__Task to carry out__. Look for "tower" in each line of the records, and copy the lines that have it.
● ● ● ● ● ● ●
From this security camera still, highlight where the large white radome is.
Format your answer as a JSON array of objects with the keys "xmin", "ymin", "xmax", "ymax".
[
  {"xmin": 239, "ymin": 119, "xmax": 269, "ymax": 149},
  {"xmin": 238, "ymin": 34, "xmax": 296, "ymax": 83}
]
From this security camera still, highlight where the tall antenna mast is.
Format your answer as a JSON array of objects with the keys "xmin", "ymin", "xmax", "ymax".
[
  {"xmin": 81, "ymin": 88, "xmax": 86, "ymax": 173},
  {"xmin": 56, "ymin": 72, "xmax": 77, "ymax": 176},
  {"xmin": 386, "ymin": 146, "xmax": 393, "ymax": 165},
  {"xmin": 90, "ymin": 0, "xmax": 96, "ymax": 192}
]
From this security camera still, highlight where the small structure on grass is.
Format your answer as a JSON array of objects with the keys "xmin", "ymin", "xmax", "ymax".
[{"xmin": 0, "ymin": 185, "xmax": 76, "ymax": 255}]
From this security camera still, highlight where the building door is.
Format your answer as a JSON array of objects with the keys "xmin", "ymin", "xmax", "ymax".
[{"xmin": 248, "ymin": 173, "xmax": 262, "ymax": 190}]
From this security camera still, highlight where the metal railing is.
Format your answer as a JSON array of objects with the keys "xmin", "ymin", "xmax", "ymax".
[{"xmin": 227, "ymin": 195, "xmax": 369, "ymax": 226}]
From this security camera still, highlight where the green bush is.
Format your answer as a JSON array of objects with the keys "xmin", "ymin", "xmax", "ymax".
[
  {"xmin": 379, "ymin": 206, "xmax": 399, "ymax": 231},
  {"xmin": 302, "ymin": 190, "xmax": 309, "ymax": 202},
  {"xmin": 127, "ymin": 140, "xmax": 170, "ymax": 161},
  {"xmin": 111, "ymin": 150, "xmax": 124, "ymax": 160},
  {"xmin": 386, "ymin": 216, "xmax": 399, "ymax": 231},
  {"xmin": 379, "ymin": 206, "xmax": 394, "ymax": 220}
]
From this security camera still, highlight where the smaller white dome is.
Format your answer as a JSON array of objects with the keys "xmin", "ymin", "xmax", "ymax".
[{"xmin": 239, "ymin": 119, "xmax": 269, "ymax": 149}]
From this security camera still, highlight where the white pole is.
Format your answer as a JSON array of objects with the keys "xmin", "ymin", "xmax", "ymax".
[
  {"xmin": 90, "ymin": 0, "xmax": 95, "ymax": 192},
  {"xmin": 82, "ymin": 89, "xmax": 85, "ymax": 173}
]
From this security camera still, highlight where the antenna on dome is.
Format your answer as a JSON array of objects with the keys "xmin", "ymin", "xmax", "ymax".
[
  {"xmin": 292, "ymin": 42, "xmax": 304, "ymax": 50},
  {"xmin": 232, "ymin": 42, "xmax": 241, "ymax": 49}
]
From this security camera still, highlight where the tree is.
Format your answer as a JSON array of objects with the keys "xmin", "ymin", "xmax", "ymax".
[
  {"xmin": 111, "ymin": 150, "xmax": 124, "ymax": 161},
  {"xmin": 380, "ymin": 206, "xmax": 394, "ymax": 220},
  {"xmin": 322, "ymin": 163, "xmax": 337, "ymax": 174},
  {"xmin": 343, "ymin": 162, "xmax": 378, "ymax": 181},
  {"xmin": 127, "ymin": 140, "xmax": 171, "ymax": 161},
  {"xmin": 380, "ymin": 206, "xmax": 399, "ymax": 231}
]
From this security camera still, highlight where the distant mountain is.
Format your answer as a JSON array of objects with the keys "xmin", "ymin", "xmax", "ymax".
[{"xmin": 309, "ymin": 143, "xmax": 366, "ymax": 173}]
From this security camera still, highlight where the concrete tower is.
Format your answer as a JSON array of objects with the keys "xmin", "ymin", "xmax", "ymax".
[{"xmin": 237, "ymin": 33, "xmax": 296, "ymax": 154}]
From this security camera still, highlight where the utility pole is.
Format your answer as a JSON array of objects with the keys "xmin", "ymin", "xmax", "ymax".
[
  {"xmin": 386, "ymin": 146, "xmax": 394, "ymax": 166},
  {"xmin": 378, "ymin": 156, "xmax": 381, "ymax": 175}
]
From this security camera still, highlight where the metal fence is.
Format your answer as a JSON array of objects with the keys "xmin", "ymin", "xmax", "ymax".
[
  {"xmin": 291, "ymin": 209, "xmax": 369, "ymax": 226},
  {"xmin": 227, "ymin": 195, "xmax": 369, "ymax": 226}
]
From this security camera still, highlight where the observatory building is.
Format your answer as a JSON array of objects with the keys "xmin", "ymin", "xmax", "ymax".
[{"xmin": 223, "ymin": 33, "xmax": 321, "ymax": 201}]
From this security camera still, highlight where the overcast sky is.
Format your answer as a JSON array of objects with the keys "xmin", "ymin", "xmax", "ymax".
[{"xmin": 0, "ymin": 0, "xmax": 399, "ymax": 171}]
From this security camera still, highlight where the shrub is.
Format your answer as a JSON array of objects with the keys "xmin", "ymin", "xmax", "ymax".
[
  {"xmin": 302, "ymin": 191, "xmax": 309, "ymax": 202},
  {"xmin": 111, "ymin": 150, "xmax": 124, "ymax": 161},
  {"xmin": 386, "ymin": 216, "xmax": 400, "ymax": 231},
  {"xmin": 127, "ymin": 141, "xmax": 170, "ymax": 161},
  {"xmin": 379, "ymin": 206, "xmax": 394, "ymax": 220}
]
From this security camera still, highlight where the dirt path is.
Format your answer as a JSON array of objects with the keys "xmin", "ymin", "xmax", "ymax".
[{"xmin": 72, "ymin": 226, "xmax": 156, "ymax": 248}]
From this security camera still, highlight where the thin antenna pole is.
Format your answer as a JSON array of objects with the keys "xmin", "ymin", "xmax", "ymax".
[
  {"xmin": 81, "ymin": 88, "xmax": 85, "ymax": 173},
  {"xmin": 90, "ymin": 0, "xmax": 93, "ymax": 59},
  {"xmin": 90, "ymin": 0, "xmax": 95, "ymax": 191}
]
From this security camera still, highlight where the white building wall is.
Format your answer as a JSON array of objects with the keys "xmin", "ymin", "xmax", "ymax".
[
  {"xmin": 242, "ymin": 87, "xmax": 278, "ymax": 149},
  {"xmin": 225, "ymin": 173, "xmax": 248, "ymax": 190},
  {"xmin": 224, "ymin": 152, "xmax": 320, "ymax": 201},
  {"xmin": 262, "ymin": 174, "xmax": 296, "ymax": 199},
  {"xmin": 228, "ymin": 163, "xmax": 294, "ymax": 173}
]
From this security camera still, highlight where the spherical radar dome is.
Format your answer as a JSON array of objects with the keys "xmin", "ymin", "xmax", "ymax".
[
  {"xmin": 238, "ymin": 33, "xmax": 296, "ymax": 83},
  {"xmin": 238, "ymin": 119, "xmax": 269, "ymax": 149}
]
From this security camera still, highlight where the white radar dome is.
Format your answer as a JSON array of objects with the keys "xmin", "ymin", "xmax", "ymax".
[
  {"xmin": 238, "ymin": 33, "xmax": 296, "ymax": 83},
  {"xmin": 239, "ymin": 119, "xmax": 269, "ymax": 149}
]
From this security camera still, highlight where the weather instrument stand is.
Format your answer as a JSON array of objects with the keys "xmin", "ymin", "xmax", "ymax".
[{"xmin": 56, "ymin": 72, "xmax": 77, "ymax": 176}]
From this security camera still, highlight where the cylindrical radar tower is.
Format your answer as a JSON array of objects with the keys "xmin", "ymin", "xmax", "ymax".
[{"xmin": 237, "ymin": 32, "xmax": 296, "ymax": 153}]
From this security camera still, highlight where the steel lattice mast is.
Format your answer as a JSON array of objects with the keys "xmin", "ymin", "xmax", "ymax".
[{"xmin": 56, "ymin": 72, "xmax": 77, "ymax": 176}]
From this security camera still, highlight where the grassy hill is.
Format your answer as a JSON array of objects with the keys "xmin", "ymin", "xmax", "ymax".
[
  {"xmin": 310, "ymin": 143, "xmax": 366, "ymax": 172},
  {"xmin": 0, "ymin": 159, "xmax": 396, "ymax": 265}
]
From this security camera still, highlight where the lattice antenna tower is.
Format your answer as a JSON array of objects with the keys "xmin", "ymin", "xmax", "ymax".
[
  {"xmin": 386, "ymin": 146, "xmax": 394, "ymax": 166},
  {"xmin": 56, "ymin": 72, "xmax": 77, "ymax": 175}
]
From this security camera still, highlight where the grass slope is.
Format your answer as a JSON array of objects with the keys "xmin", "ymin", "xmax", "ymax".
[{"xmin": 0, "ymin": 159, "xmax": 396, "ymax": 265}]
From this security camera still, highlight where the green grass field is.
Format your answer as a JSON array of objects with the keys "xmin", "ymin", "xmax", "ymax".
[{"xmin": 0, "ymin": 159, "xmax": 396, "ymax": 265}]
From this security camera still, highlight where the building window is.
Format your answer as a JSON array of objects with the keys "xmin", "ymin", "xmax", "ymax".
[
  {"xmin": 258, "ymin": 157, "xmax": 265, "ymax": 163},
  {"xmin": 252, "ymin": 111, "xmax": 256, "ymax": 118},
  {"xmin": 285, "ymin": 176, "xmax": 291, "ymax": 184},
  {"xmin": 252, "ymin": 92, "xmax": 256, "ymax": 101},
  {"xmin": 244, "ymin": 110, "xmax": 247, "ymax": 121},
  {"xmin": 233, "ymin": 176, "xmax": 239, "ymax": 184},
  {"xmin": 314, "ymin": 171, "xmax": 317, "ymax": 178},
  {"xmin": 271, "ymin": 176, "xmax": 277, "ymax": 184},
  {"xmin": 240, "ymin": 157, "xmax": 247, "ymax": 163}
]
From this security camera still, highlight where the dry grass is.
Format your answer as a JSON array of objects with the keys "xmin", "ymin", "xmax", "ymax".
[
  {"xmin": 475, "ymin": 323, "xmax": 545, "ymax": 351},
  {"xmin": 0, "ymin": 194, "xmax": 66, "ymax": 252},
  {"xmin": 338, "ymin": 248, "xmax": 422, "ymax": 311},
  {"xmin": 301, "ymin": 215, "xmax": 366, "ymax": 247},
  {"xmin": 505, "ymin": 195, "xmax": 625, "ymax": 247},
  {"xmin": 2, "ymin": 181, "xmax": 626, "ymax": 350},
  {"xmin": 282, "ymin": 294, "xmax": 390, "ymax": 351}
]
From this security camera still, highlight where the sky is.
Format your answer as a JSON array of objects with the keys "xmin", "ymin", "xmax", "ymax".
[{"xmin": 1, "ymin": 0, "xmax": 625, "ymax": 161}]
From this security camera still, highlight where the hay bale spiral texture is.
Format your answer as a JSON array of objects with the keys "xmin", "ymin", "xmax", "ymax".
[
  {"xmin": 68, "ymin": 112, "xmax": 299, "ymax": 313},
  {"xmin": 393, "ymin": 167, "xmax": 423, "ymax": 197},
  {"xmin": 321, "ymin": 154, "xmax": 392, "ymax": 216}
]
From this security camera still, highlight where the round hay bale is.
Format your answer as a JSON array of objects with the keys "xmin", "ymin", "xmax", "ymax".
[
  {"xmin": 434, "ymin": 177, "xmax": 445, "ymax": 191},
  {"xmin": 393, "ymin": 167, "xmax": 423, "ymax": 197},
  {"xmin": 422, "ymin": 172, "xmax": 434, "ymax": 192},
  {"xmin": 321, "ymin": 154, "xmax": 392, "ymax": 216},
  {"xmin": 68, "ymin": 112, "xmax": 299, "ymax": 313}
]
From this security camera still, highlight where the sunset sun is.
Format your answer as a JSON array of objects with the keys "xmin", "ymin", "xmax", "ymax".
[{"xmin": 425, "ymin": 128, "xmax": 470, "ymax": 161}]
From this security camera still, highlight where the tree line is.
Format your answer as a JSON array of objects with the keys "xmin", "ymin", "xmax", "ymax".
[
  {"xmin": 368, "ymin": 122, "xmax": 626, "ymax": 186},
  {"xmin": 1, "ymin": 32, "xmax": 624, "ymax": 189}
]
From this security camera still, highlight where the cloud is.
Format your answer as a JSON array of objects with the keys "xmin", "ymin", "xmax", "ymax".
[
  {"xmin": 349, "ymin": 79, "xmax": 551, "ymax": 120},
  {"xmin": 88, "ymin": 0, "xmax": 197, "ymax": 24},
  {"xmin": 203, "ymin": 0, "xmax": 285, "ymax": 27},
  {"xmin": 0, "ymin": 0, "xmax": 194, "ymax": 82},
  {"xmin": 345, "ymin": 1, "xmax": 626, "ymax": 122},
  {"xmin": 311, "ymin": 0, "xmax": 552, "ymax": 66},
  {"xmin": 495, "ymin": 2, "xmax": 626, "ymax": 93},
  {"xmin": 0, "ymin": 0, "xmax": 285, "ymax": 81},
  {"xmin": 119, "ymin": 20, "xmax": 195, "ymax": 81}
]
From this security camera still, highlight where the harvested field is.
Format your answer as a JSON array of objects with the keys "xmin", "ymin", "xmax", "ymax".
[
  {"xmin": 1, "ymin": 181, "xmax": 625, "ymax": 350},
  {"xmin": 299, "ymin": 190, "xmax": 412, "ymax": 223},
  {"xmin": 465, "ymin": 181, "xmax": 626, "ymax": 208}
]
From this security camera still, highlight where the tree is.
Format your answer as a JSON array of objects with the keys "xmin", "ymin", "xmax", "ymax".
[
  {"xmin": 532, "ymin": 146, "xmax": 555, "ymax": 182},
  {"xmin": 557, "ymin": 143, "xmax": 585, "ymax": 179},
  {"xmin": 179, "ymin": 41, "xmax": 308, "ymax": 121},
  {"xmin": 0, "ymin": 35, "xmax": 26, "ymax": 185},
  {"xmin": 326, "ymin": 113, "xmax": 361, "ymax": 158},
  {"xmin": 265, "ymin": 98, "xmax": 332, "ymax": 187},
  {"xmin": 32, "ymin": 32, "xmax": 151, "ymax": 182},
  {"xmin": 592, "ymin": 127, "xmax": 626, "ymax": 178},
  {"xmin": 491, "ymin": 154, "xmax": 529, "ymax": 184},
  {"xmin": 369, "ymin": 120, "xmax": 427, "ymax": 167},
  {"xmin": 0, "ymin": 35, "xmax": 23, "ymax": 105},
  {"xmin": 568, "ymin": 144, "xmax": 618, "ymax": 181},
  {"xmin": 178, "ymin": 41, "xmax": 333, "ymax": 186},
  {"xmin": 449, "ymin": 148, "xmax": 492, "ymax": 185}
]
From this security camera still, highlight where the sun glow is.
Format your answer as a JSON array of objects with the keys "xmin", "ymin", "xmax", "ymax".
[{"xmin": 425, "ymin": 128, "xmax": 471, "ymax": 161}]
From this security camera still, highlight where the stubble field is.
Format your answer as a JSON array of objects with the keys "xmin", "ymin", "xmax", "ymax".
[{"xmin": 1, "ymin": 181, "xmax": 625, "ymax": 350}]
● ● ● ● ● ● ●
__Written response__.
From this security camera still, highlight where the concrete tower is.
From this security camera still, highlight where the cylindrical radar tower is.
From this security camera still, highlight where the lattice antenna tower is.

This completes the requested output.